- [Selected passage]:
## BEGIN
Regardless, the spurious logic presented in the second linked article is almost laughable to anyone who even … Sorry, that was going to go to an insulting place, and I’d rather we stay civil. Anyway, the author states that because the Bible states there is uniformity in the universe that there would be no such uniformity without God. I don’t even know which of the thousand threads to pull on. I mean, the first would be what was the world like before God struck his covenant with Abraham? And even if we accept your Creator God, why does He have such a small, historically insignificant people as His chosen, despite the fact that he frequently mentions his hatred of them? Why have a chosen people at all when all people are descended of your creation? And what’s with the other gods in the old testament? The Old Testament contextually speaks of Ba’al as a rival god to YWH, and historically it seems that even the early Jews accepted Ba’al as existing, though there’s an entire body of research that goes into how that argument got settled.

If God wanted to kill the Israelites so badly after the Exodus, why didn’t He just choose another, better chosen people? To that end, why did he ACTIVELY harden the heart of Pharaoh against believing in Him? I don’t even, what is this?

But then this all goes to the damage caused by Romans 1:18-21 in the modern world. The weird thing I want to know is how does this manifest? How do I know the truth of God and reject it? How is it so plainly obvious? And I don’t just mean in my case, what of the case of a child born and raised pagan? If the child learns of the Hindu pantheon from birth to death, how was that child meant to know God clearly? The passage reads that all things are clearly seen, but what makes these miracles “clearly seen” to be of the God you were raised to believe in, as opposed to Zeus? Or Odin? Or Vishnu? What makes it so clear that these aren’t scientific processes? These aren’t rhetorical questions, they are question about the very root of the arrogance of hard line creationists who cite it as defense of their view. You are asking me to take a statement from a first century religious zealot at face value, without even a hint of explanation. Hell, with the way that this set of verses is bandied about, it seems you want me to accept it without even the slightest trace of context.

I think that very passage is at the root of the arrogance of many modern creationists, and I think it has stymied the conversation between the Christian Church in the United States and science worldwide. Usually, this would not really concern me, but as the United States is a major world power, it is a major issue worldwide. The Christian Right has certainly put a massive stopper on many very promising lines of stem cell research. That should concern the entire world, and that does concern me. When your religious dogma promotes love and tolerance, I will stand by it — but if I have to let your anti-scientific rhetoric through with it, I have serious reservations — and I think any empathetic, merciful human should have similar reservations.

It is the arrogance of belief that lets so many people stand confidently beside the idea that, to use Sam Harris’ example, a 7 year old with third degree burns over 80% of her body should suffer because the treatment for this illness lies in the destruction of a blastocyst that has no nervous system. That a soul is granted immediately upon conception. I would like to see the evidence that this is the case, in any case.

There are many who believe that life is an absolute, and destroying even a blastocyst constitutes killing, regardless of whether the being has a soul — but to assume that the blastocyst could suffer in any real way, without a nervous system, without any organs, without any identifiable features that could make it human, we must not destroy it even if in the hope of saving the above mentioned girl.

These beliefs contribute perhaps to a higher population of humans, but definitely to increased suffering in the world. But hey, 9 billion people suffering is better than 7 billion healthy people, right? Right?
## END
- [Given data]:
## BEGIN
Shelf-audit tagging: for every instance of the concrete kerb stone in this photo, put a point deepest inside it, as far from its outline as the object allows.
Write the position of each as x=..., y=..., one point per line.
## END
- [Given instruction 1]: Decide whether each statement agrees with the passage on creationism, answering yes or no and quoting the words of the text that settle it: (a) The writer says the Old Testament presents Ba’al as a rival god to YWH. (b) The writer calls the questions about how God is clearly seen rhetorical. (c) The example of the 7 year old with third degree burns is credited to Sam Harris.
- [Given instruction 2]: Extract the words of the passage on creationism from "If God wanted" to "what is this?", word for word.
The material above was taken from a separate source.

- [Output 1]:
(a) Yes: "The Old Testament contextually speaks of Ba’al as a rival god to YWH"
(b) No: "These aren’t rhetorical questions"
(c) Yes: "to use Sam Harris’ example"

- [Output 2]:
If God wanted to kill the Israelites so badly after the Exodus, why didn’t He just choose another, better chosen people? To that end, why did he ACTIVELY harden the heart of Pharaoh against believing in Him? I don’t even, what is this?